YOUR OBJECTIVE:
Write out all of the records below again, swapping every "segmentation" for "outline" and changing nothing else. Leave the pictures out of your answer.

[Data items]
┄┄┄┄┄┄

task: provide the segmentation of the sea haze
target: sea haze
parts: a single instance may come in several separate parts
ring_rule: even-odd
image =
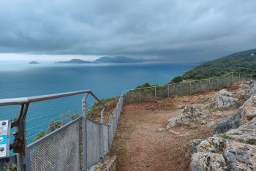
[[[172,64],[0,64],[0,99],[83,89],[108,98],[146,82],[167,83],[192,66]]]
[[[0,99],[37,96],[90,89],[100,99],[120,95],[124,89],[148,82],[165,84],[192,65],[123,64],[0,64]],[[51,120],[81,113],[83,95],[36,102],[29,105],[26,120],[28,142]],[[89,106],[94,102],[89,100]],[[0,107],[0,120],[13,118],[19,106]],[[37,119],[35,119],[37,118]]]

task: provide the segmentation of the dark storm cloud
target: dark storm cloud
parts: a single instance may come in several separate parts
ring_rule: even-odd
[[[208,60],[256,47],[256,1],[1,1],[0,53]]]

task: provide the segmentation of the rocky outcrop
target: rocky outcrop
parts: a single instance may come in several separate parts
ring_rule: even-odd
[[[256,145],[256,118],[236,129],[231,129],[220,136],[228,139]]]
[[[230,170],[256,170],[256,146],[230,142],[223,153]]]
[[[225,89],[220,90],[211,99],[211,107],[217,110],[226,110],[237,107],[238,100]]]
[[[200,123],[207,120],[210,114],[208,106],[203,104],[187,104],[181,113],[174,118],[167,121],[167,129],[176,125]]]
[[[197,147],[190,169],[195,170],[256,170],[256,146],[210,137]]]
[[[252,96],[245,102],[239,107],[237,113],[219,123],[215,128],[214,134],[224,133],[231,129],[236,129],[255,117],[256,117],[256,96]]]
[[[116,165],[116,156],[107,156],[104,159],[102,163],[99,163],[90,169],[88,171],[115,171]]]
[[[241,103],[244,103],[252,96],[256,96],[256,81],[242,83],[239,85],[240,88],[237,91],[236,97]]]
[[[192,156],[190,170],[192,171],[221,171],[227,170],[227,164],[221,154],[200,152],[194,153]]]

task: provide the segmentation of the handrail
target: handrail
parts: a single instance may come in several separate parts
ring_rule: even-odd
[[[146,89],[146,88],[154,88],[154,87],[162,87],[162,86],[174,86],[174,85],[180,85],[180,84],[182,84],[182,83],[192,83],[192,82],[197,82],[197,81],[203,81],[203,80],[207,80],[208,79],[217,79],[217,78],[220,78],[222,77],[225,77],[225,76],[227,76],[228,75],[230,75],[230,74],[233,74],[234,73],[233,72],[230,72],[230,73],[227,73],[227,74],[225,74],[225,75],[223,75],[222,76],[219,76],[219,77],[209,77],[209,78],[205,78],[205,79],[201,79],[201,80],[188,80],[187,82],[181,82],[181,83],[171,83],[171,84],[162,84],[162,85],[156,85],[156,86],[148,86],[148,87],[142,87],[142,88],[132,88],[132,89],[127,89],[127,90],[124,90],[122,94],[123,94],[124,92],[127,92],[127,91],[135,91],[135,90],[140,90],[140,89]]]
[[[66,93],[60,94],[52,94],[42,96],[29,96],[29,97],[20,97],[20,98],[10,98],[10,99],[0,99],[0,106],[4,105],[15,105],[15,104],[23,104],[33,103],[40,101],[49,100],[59,99],[65,96],[70,96],[81,94],[91,94],[99,103],[102,104],[106,109],[108,107],[103,104],[101,100],[91,91],[91,90],[83,90],[83,91],[70,91]]]

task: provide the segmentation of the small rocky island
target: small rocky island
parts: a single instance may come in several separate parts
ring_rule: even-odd
[[[40,64],[40,63],[39,63],[39,62],[37,62],[37,61],[31,61],[31,62],[29,62],[29,64]]]

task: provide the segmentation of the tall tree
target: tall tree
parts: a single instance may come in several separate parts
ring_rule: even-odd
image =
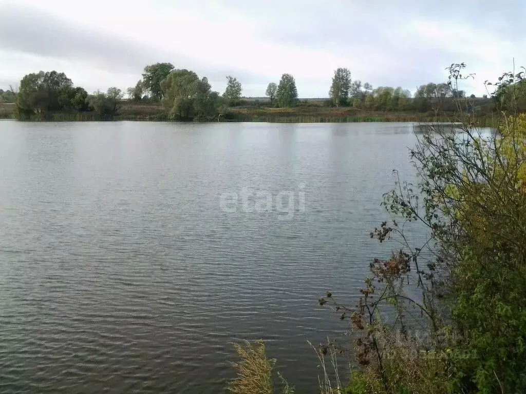
[[[230,75],[227,76],[227,87],[223,94],[223,97],[229,106],[235,106],[241,101],[241,92],[242,88],[241,82]]]
[[[118,110],[123,97],[120,89],[112,87],[105,94],[97,90],[88,101],[100,120],[110,120]]]
[[[334,71],[332,84],[329,95],[332,103],[337,107],[348,102],[349,92],[351,88],[351,71],[348,68],[337,68]]]
[[[64,72],[52,71],[28,74],[20,81],[16,97],[17,110],[23,118],[45,118],[50,113],[65,109],[64,98],[73,83]]]
[[[149,91],[154,100],[160,101],[164,97],[165,93],[161,87],[161,82],[168,77],[173,69],[174,65],[171,63],[156,63],[144,68],[143,73],[144,87]]]
[[[281,107],[294,107],[298,102],[298,90],[296,81],[290,74],[285,74],[281,76],[279,85],[276,92],[278,106]]]
[[[277,90],[278,85],[274,82],[271,82],[268,84],[268,86],[267,87],[267,91],[265,92],[265,96],[268,96],[268,98],[270,99],[271,103],[274,102],[274,99],[276,98],[276,92]]]
[[[144,95],[144,83],[143,80],[139,79],[134,87],[128,88],[127,92],[132,101],[138,102],[142,100]]]
[[[212,118],[217,116],[219,95],[210,90],[206,77],[186,69],[174,70],[161,84],[163,105],[175,119]]]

┄┄┄┄┄┄

ANSWER:
task: provide the outline of the sea haze
target: sea haze
parts: a single instance may come in several separate parts
ring_rule: even-odd
image =
[[[172,64],[0,64],[0,99],[83,89],[108,98],[146,82],[167,83],[192,66]]]
[[[0,99],[37,96],[90,89],[100,99],[120,95],[124,89],[148,82],[165,84],[192,65],[123,64],[0,64]],[[51,120],[81,113],[83,95],[36,102],[29,105],[26,120],[28,142]],[[89,106],[94,102],[89,100]],[[0,107],[0,120],[13,118],[19,106]],[[37,119],[35,119],[37,118]]]

task: provide the outline of the dark storm cloud
target: dark storm cloud
parts: a single instance may come in several separate parts
ring_rule: even-odd
[[[208,60],[256,47],[256,1],[1,1],[0,53]]]

task: provide the outline of the rocky outcrop
target: rocky outcrop
parts: a single instance may come in several separate parts
ring_rule: even-odd
[[[256,145],[256,118],[236,129],[231,129],[220,136],[228,139]]]
[[[230,170],[256,170],[256,146],[230,142],[223,153]]]
[[[225,89],[220,90],[211,99],[211,107],[217,110],[226,110],[237,107],[238,100]]]
[[[200,123],[207,120],[210,114],[208,106],[203,104],[187,104],[181,113],[174,118],[167,121],[167,129],[176,125]]]
[[[197,147],[190,169],[195,170],[256,170],[256,146],[210,137]]]
[[[252,96],[245,102],[239,107],[237,113],[219,123],[215,128],[214,134],[224,133],[231,129],[236,129],[255,117],[256,117],[256,96]]]
[[[116,165],[116,156],[107,156],[104,159],[102,163],[99,163],[90,169],[88,171],[115,171]]]
[[[241,103],[244,103],[252,96],[256,96],[256,81],[242,83],[239,85],[240,88],[237,91],[236,97]]]
[[[192,156],[190,170],[192,171],[221,171],[227,170],[227,164],[221,154],[200,152],[194,153]]]

task: provide the outline of the handrail
target: handrail
parts: a single instance may come in several separate parts
ring_rule: even-odd
[[[146,89],[146,88],[154,88],[154,87],[162,87],[162,86],[174,86],[174,85],[180,85],[180,84],[182,84],[182,83],[192,83],[192,82],[197,82],[197,81],[203,81],[203,80],[207,80],[208,79],[217,79],[217,78],[220,78],[222,77],[225,77],[225,76],[227,76],[228,75],[230,75],[230,74],[233,74],[234,73],[233,72],[230,72],[230,73],[227,73],[227,74],[225,74],[225,75],[223,75],[222,76],[219,76],[219,77],[209,77],[209,78],[205,78],[205,79],[201,79],[201,80],[188,80],[187,82],[181,82],[181,83],[171,83],[171,84],[162,84],[162,85],[156,85],[156,86],[148,86],[148,87],[142,87],[142,88],[132,88],[132,89],[127,89],[127,90],[124,90],[122,94],[123,94],[124,92],[127,92],[127,91],[135,91],[135,90],[140,90],[140,89]]]
[[[66,93],[60,94],[52,94],[42,96],[29,96],[29,97],[20,97],[20,98],[10,98],[10,99],[0,99],[0,106],[4,105],[15,105],[15,104],[23,104],[33,103],[40,101],[49,100],[59,99],[65,96],[70,96],[81,94],[91,94],[99,103],[102,104],[106,109],[108,107],[103,104],[101,100],[91,91],[91,90],[83,90],[83,91],[70,91]]]

task: provide the outline of the small rocky island
target: small rocky island
parts: a single instance may come in several separate parts
ring_rule: even-odd
[[[40,64],[40,63],[39,63],[39,62],[37,62],[37,61],[31,61],[31,62],[29,62],[29,64]]]

task: provide the outline of the tall tree
target: tall tree
parts: a single instance may come in several separate parts
ring_rule: even-odd
image =
[[[230,75],[227,76],[227,87],[223,94],[223,97],[229,106],[235,106],[241,101],[241,92],[242,88],[241,82]]]
[[[118,110],[123,97],[120,89],[112,87],[105,94],[97,90],[88,101],[100,120],[110,120]]]
[[[334,71],[332,84],[329,95],[332,103],[337,107],[348,102],[349,92],[351,88],[351,71],[348,68],[337,68]]]
[[[64,72],[52,71],[28,74],[20,81],[16,97],[17,110],[23,118],[45,118],[50,113],[65,109],[64,98],[73,83]]]
[[[149,91],[154,100],[160,101],[164,97],[165,93],[161,87],[161,82],[168,77],[173,69],[174,65],[171,63],[156,63],[144,68],[143,73],[144,87]]]
[[[281,107],[294,107],[298,102],[298,90],[296,81],[290,74],[285,74],[281,76],[279,85],[276,92],[278,106]]]
[[[277,90],[278,85],[274,82],[271,82],[268,84],[268,86],[267,87],[267,91],[265,92],[265,96],[268,96],[268,98],[270,99],[271,103],[274,102],[274,99],[276,98],[276,92]]]
[[[144,95],[144,83],[143,80],[139,79],[134,87],[128,88],[127,92],[132,101],[138,102],[142,100]]]
[[[212,118],[217,116],[219,95],[210,90],[206,77],[186,69],[174,70],[161,84],[163,105],[175,119]]]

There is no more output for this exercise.